» EXERCISE DATA
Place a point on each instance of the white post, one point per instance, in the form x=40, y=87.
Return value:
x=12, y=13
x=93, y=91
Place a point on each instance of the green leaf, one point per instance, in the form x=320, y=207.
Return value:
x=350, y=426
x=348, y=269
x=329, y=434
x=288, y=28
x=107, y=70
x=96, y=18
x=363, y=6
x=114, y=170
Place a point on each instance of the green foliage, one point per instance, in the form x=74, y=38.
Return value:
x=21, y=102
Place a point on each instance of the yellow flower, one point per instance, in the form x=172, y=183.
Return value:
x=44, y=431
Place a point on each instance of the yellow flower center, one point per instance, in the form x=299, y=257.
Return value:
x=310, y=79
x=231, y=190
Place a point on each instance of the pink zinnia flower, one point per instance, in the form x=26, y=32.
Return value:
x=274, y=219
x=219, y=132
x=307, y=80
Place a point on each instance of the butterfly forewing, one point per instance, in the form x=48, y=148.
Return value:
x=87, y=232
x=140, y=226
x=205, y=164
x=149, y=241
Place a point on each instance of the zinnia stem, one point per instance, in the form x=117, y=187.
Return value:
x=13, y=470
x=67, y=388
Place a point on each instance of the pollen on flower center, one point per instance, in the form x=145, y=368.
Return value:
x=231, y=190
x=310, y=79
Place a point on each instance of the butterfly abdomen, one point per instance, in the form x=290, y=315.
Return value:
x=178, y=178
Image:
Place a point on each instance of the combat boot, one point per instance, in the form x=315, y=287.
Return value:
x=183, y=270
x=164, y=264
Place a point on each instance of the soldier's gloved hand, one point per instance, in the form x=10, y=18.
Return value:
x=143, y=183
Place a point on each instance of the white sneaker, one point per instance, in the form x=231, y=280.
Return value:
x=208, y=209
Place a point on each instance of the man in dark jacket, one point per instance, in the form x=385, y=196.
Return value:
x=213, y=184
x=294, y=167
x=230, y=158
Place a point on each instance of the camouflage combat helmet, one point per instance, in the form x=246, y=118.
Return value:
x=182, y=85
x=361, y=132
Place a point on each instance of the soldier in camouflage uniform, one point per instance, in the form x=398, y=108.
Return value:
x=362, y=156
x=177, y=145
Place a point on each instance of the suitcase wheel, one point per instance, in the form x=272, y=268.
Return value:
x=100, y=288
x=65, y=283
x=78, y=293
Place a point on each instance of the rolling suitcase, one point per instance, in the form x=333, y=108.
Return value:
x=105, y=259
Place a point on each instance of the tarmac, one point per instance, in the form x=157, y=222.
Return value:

» TASK
Whatever appears in the lines above should be copied exactly.

» TASK OUTPUT
Place a point on each instance of the white post, one point per instance, in the form x=40, y=87.
Return value:
x=12, y=13
x=93, y=91
Place a point on each instance of the green leaf, one point per instance, in the form x=320, y=207.
Return value:
x=350, y=426
x=348, y=269
x=329, y=434
x=288, y=28
x=107, y=70
x=96, y=18
x=363, y=6
x=114, y=170
Place a point on each instance of the green foliage, one point per instance, in the form x=74, y=38.
Return value:
x=21, y=102
Place a point on each instance of the yellow flower, one point per instance, in the form x=172, y=183.
Return value:
x=44, y=431
Place a point on each instance of the yellow flower center, one point per instance, in the form x=299, y=257.
Return value:
x=310, y=79
x=231, y=190
Place a point on each instance of the pink zinnia flower, one point per instance, in the form x=26, y=32.
Return value:
x=274, y=219
x=219, y=132
x=307, y=80
Place a point on each instance of the butterfly forewing, one point per instance, in the form x=48, y=148.
Return value:
x=87, y=232
x=140, y=226
x=205, y=164
x=149, y=241
Place a point on each instance of the zinnia stem, one point per instance, in the form x=117, y=187.
Return value:
x=13, y=470
x=67, y=388
Place a point on each instance of the pollen on flower center, one point per instance, in the form x=145, y=368.
Return value:
x=231, y=190
x=310, y=79
Place a point on each instance of the butterfly abdomen, one point per instance, in the form x=290, y=315.
Return value:
x=178, y=178
Image:
Place a point on each instance of the combat boot, one point per instance, in the form x=315, y=287.
Return value:
x=183, y=270
x=164, y=264
Place a point on each instance of the soldier's gloved hand, one point per instance, in the form x=10, y=18.
Return value:
x=143, y=183
Place a point on each instance of the white sneaker, one point per instance, in the form x=231, y=280.
Return value:
x=208, y=209
Place a point on each instance of the man in dark jacket, one point per instance, in the form x=385, y=196.
Return value:
x=213, y=184
x=294, y=167
x=230, y=158
Place a point on each instance of the camouflage combat helmet, one point per instance, in the form x=246, y=118.
Return value:
x=182, y=85
x=361, y=132
Place a point on each instance of the soldier in camouflage uniform, one point per instance, in the form x=398, y=108.
Return value:
x=362, y=156
x=177, y=145
Place a point on each instance of the suitcase wheel, one point per instance, in the form x=272, y=268.
Return value:
x=100, y=288
x=65, y=283
x=78, y=293
Place a point on each instance of the rolling suitcase, one point per instance, in the form x=333, y=108.
Return value:
x=105, y=259
Place a point on each instance of the tarmac, one point per instance, in the form x=157, y=222.
Return value:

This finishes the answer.